文書本文 ::
########

(58)【調査した分野】(Int.Cl.,DB名)
容器の口部に取り付けるキャップ本体、及びキャップ本体の口径を狭める閉鎖板に形成される貫通孔の貫通方向に対して交差する方向に延長する排出管を有する樹脂製のキャップと、
排出管内において貫通孔の貫通方向に対する交差点よりも片側の密閉空間に収容される円筒状の回転軸、排出管の外部において回転軸を回すハンドル本体、及び回転軸の内部空間をハンドル本体側で閉鎖する底板を有する樹脂製のハンドルと、
回転軸の内部に基端部が収容される弁棒であって排出管内の密閉空間とは反対側の流路に先部が配置される弁棒を有する樹脂製の栓体とを備え、
回転軸を回転可能に支持する軸受部として、排出管の内周面には全周に亘る環状の凹溝を、回転軸の外周面には凹溝に嵌合する環状の凸リングをそれぞれ備え、
弁棒と回転軸の内外周面にはハンドル本体の回転を伝達するネジ部を備え、
ハンドル本体の回転運動を排出管内での弁棒の直線往復運動に変換する変換機構部として、回転軸の軸線方向に対して平行なレールと、レールに沿って移動するスライダーとを、排出管と栓体の弁棒との内外周面に分けて備え、
排出管には流路の出口の内径を狭める弁座部を、栓体の弁棒の先部には弁座部に密接可能な弁部をそれぞれ備え、
軸受部よりも流路側における排出管と回転軸の内外周面には、軸線方向に対して平行な方向に離隔した位置において円周方向全周に亘って密接する複数のシール面部を備え、
排出管は、流路と密閉空間の双方に面する小径部と、密閉空間にのみ面する大径部とを有する段付きの円筒状内周面を備え、
回転軸は、外周面が円柱状の回転軸本体と、回転軸本体の先部のハンドル側において円周方向全周に亘って突出するフランジ部とを備え、
シール面部は、排出管の小径部と回転軸本体の先端部との内外周面が密接する第1のシール面部と、排出管の大径部とフランジ部との内外周面が密接する第2のシール面部とを備えることを特徴とする耐圧コック。
【背景技術】
【0002】
炭酸液等が充填される容器本体を開閉する耐圧コックとしては、金属製のコックが従来から知られている。炭酸の含まれていない単なる液体用のコックとは異なって、耐圧コックは、炭酸の内圧がコックにかかるため、液体が排出される出口だけでなく、出口の反対側であるハンドル側もシール性を確保することが望まれる。そうしないと、ハンドルの付近から内圧により液体が噴出してくるからである。金属製のコックのより具体的な構成の一例としては、ネジ式であって、ハンドルを回転させると、その回転方向に従って弁棒が往動又は復動し、弁棒の先端が出口の周囲の弁座に密接又は離隔することにより、出口を開閉するものが存在する。また弁棒には出口とは反対側(ハンドル側)にOリングが嵌め込まれており、Oリングにより炭酸の内圧に対するシール性を確保していた。

########

データ抜粋 ::
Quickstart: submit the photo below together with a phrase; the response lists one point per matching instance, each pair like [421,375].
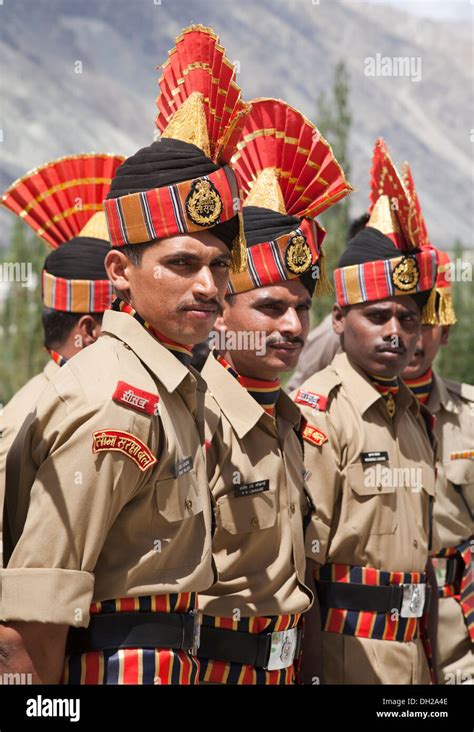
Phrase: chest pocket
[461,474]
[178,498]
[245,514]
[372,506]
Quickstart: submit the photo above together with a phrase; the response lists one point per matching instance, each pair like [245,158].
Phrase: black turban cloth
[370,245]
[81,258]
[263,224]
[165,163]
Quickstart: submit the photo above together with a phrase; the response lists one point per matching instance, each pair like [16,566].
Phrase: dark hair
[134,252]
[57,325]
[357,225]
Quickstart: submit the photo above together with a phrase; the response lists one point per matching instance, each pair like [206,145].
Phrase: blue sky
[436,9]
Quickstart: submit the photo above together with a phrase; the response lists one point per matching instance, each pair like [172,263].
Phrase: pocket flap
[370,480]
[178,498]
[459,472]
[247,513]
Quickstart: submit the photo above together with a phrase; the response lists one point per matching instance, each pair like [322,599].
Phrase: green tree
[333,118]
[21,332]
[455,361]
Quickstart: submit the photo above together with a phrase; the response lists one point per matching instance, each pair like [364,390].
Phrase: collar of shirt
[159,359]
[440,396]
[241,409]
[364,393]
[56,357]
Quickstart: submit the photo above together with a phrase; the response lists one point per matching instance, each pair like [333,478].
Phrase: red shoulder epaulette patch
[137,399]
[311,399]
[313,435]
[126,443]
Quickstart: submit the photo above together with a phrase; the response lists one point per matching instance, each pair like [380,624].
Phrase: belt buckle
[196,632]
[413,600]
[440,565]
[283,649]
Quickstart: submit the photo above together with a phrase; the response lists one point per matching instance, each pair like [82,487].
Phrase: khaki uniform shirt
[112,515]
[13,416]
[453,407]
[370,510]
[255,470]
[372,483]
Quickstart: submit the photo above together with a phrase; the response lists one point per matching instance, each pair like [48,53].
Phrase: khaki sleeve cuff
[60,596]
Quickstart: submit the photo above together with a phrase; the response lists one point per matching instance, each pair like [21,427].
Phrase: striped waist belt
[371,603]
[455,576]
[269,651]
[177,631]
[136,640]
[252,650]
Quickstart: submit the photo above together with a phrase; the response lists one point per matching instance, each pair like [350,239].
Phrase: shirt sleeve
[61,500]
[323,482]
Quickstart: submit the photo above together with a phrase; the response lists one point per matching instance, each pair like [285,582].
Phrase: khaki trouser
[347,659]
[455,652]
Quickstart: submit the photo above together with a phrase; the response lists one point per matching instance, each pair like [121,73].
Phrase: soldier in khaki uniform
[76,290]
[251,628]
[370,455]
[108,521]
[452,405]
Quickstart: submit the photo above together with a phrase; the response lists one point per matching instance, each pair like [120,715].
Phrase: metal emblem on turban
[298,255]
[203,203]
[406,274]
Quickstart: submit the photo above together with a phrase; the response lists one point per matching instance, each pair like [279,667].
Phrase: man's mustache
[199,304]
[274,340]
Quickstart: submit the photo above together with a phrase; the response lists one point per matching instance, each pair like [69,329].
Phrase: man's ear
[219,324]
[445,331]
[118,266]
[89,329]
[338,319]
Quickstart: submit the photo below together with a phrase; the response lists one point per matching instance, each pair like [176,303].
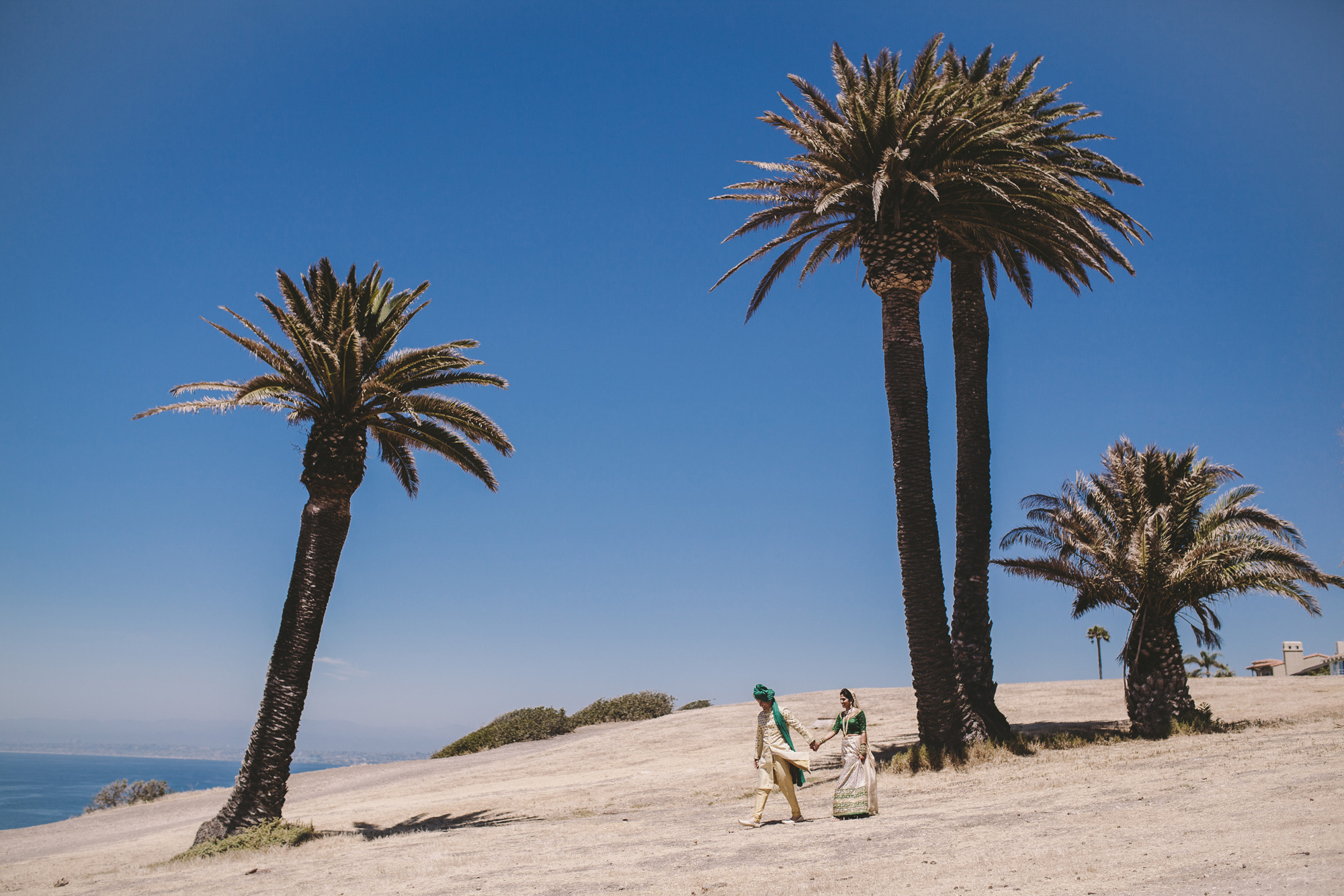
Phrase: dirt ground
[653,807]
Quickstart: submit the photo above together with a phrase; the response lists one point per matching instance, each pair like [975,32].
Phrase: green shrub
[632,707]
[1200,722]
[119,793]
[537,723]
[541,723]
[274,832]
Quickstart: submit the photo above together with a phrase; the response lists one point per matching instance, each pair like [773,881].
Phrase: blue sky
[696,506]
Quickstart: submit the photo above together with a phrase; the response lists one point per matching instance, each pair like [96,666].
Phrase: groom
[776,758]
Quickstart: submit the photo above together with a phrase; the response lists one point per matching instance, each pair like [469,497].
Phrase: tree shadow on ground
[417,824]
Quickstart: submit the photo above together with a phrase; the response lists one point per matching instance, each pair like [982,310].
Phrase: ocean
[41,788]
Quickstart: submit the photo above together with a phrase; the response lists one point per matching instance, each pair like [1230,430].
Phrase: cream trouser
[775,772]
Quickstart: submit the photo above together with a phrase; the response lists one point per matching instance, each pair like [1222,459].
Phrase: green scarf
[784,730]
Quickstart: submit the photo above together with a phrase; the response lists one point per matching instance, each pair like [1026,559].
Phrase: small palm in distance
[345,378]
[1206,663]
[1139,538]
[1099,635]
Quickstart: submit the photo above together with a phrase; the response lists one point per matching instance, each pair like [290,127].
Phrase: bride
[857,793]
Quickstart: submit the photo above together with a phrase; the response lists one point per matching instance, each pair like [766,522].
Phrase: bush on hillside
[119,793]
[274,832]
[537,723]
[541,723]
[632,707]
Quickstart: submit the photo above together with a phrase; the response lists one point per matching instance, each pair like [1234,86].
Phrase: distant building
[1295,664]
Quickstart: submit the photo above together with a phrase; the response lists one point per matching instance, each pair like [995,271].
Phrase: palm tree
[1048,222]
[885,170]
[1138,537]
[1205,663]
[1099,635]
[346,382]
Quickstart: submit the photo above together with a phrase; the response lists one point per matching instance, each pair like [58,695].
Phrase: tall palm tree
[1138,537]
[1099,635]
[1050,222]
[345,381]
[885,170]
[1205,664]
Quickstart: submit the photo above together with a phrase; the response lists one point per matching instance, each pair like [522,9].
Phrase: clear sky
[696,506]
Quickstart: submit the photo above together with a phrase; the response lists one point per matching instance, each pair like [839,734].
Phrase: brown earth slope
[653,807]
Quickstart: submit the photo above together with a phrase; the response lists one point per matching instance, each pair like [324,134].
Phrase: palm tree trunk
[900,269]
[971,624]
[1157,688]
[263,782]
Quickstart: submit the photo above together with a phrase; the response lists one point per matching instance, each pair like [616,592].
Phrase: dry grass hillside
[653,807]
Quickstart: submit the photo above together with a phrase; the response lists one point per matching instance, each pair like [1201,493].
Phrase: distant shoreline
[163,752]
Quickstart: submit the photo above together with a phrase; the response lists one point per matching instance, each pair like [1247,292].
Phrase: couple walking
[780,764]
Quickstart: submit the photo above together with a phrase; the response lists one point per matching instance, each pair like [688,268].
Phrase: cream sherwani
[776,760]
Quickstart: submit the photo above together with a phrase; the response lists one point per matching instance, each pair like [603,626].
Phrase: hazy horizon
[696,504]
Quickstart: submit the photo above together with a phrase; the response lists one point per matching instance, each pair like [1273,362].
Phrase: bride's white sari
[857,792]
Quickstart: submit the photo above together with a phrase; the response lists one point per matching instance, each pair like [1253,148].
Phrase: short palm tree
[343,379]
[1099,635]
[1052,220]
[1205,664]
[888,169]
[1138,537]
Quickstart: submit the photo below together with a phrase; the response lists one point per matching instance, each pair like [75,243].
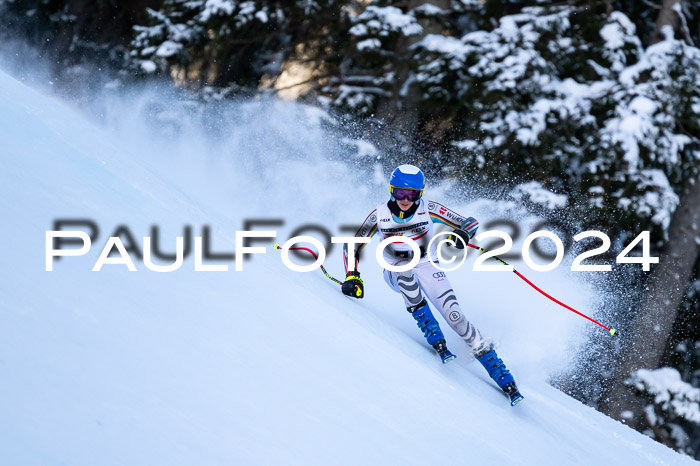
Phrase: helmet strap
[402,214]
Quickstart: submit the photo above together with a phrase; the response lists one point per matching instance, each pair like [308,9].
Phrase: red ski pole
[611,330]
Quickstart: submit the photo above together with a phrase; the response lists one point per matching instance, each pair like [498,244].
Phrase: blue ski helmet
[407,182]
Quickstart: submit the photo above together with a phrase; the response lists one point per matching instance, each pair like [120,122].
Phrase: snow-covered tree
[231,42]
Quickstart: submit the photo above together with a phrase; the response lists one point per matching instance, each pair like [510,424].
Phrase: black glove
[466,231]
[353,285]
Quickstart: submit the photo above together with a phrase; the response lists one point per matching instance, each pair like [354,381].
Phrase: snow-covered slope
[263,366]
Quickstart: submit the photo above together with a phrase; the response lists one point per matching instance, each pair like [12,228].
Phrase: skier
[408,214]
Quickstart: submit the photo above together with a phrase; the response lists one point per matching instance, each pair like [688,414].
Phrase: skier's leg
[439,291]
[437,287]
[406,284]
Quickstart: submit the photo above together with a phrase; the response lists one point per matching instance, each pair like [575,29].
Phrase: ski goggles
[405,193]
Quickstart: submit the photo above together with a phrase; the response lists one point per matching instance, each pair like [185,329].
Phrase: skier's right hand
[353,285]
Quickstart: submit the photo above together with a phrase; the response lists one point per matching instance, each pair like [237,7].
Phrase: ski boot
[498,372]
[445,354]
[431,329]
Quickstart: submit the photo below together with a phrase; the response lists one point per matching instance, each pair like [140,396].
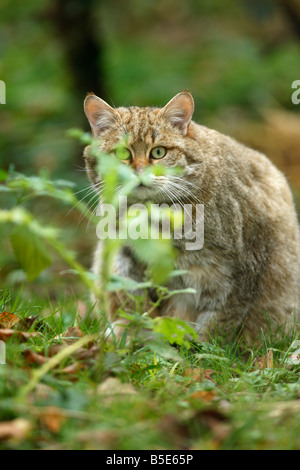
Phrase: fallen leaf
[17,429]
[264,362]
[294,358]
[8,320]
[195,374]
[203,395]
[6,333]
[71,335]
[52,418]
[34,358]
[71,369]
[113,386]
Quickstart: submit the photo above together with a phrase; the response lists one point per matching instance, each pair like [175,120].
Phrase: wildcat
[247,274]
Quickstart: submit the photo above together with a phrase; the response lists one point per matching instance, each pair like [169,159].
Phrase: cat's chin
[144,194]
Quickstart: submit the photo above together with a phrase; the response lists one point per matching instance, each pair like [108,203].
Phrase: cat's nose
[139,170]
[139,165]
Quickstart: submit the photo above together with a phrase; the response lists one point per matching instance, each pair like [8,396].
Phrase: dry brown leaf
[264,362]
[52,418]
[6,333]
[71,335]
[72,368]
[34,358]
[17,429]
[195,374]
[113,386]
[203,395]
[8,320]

########

取り組む課題 ::
- A) 耐圧コックの文書のうち、「(58)【調査した分野】(Int.Cl.,DB名)」から「ことを特徴とする耐圧コック。」までを一字一句違えずに書き写すこと。
- B) 耐圧コックの文書で「樹脂製」と明記されている部材をすべて挙げよ。
- C) 次の各記述が耐圧コックの文書と合っているかを「はい」か「いいえ」で答え、判断の根拠となる文書の語句をそのまま引用せよ。
(i) 耐圧コックとしては、金属製のものが従来から知られている。
(ii) 従来の金属製のコックでは、弁棒の出口側にOリングが嵌め込まれていた。
(iii) 排出管の大径部は、流路と密閉空間の双方に面している。
記録は参照しなくてよい。

解答 ::
- A)
(58)【調査した分野】(Int.Cl.,DB名)
容器の口部に取り付けるキャップ本体、及びキャップ本体の口径を狭める閉鎖板に形成される貫通孔の貫通方向に対して交差する方向に延長する排出管を有する樹脂製のキャップと、
排出管内において貫通孔の貫通方向に対する交差点よりも片側の密閉空間に収容される円筒状の回転軸、排出管の外部において回転軸を回すハンドル本体、及び回転軸の内部空間をハンドル本体側で閉鎖する底板を有する樹脂製のハンドルと、
回転軸の内部に基端部が収容される弁棒であって排出管内の密閉空間とは反対側の流路に先部が配置される弁棒を有する樹脂製の栓体とを備え、
回転軸を回転可能に支持する軸受部として、排出管の内周面には全周に亘る環状の凹溝を、回転軸の外周面には凹溝に嵌合する環状の凸リングをそれぞれ備え、
弁棒と回転軸の内外周面にはハンドル本体の回転を伝達するネジ部を備え、
ハンドル本体の回転運動を排出管内での弁棒の直線往復運動に変換する変換機構部として、回転軸の軸線方向に対して平行なレールと、レールに沿って移動するスライダーとを、排出管と栓体の弁棒との内外周面に分けて備え、
排出管には流路の出口の内径を狭める弁座部を、栓体の弁棒の先部には弁座部に密接可能な弁部をそれぞれ備え、
軸受部よりも流路側における排出管と回転軸の内外周面には、軸線方向に対して平行な方向に離隔した位置において円周方向全周に亘って密接する複数のシール面部を備え、
排出管は、流路と密閉空間の双方に面する小径部と、密閉空間にのみ面する大径部とを有する段付きの円筒状内周面を備え、
回転軸は、外周面が円柱状の回転軸本体と、回転軸本体の先部のハンドル側において円周方向全周に亘って突出するフランジ部とを備え、
シール面部は、排出管の小径部と回転軸本体の先端部との内外周面が密接する第1のシール面部と、排出管の大径部とフランジ部との内外周面が密接する第2のシール面部とを備えることを特徴とする耐圧コック。

- B) キャップ、ハンドル、栓体

- C)
(i) はい。「金属製のコックが従来から知られている」
(ii) いいえ。「弁棒には出口とは反対側(ハンドル側)にOリングが嵌め込まれており」
(iii) いいえ。「流路と密閉空間の双方に面する小径部と、密閉空間にのみ面する大径部」